0

I'm trying to write a BeautifulSoup object to a file. Note that I append something to the soup object. The thing is div containing HTML/JavaScript from Plotly's to_html() function, which gives me a chart in HTML form. I narrowed down the problem to the following code:

from bs4 import BeautifulSoup

file_writer = open("path/to/file", "w")
html_outline = """<html>
                      <head></head>
                          <body>
                              <p>Hello World!</p>
                              <div></div>
                          </body>
                      </html>"""
soup = BeautifulSoup(html_outline, "html.parser")
soup.div.append({plotly HTML/JavaScript})
file_writer.write(soup)
file_writer.close()

Inside the write function, I've tried various functions for the soup object to convert it to a string, like str(soup), soup.prettify(), and more that I'm forgetting, and those indeed successfully write to the file, but the angled brackets ("<>") from the Plotly HTML I insert become HTML entities (I believe that's what they're called), so a

<div>

becomes:

&lt;div&gt;

inside the file I write to. I will note here that only the angled brackets for the HTML I appended into the soup object turn into HTML entities, the html, head, and body tags are all proper angled brackets.

(WHAT THIS EXERCISE ASKS):
(A) Name every HTML tag that appears in the html_outline string in the BeautifulSoup question.
(B) Give the stretch of the BeautifulSoup question from "from bs4 import" through "file_writer.write(soup)" again, switching "file_writer" to "output_file".
(C) In the BeautifulSoup question, why is the content appended to the div taken from Plotly's to_html() function?
The data here has nothing to do with this.

(Data records)
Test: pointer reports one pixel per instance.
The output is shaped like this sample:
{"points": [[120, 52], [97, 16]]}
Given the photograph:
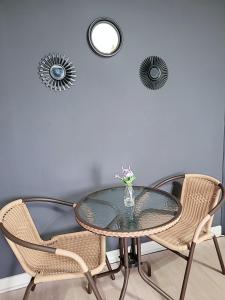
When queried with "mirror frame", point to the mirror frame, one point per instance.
{"points": [[114, 25]]}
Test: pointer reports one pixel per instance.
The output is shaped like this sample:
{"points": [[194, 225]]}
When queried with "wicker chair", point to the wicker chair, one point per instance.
{"points": [[201, 197], [66, 256]]}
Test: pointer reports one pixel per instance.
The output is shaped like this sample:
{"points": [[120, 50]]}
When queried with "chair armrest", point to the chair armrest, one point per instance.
{"points": [[220, 202], [43, 248], [209, 216], [49, 200], [200, 227], [73, 256]]}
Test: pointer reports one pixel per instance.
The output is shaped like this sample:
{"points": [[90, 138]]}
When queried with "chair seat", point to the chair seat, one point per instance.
{"points": [[179, 236], [85, 244]]}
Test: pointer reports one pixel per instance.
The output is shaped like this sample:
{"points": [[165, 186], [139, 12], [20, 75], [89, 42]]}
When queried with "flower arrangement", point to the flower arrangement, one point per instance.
{"points": [[127, 176]]}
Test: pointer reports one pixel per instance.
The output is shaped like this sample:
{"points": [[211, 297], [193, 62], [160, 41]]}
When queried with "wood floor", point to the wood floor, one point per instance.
{"points": [[206, 282]]}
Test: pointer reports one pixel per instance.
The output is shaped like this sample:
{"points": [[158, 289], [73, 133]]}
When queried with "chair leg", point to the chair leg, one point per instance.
{"points": [[148, 267], [30, 287], [93, 286], [219, 254], [109, 267], [187, 271]]}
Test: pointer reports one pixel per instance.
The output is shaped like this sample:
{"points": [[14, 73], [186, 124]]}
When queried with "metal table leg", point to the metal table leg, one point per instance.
{"points": [[144, 276], [126, 267]]}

(SOLUTIONS FOR EACH TASK):
(A) html, head, body, p, div

(B)
from bs4 import BeautifulSoup

output_file = open("path/to/file", "w")
html_outline = """<html>
                      <head></head>
                          <body>
                              <p>Hello World!</p>
                              <div></div>
                          </body>
                      </html>"""
soup = BeautifulSoup(html_outline, "html.parser")
soup.div.append({plotly HTML/JavaScript})
output_file.write(soup)

(C) Plotly's to_html() function gives the author a chart in HTML form.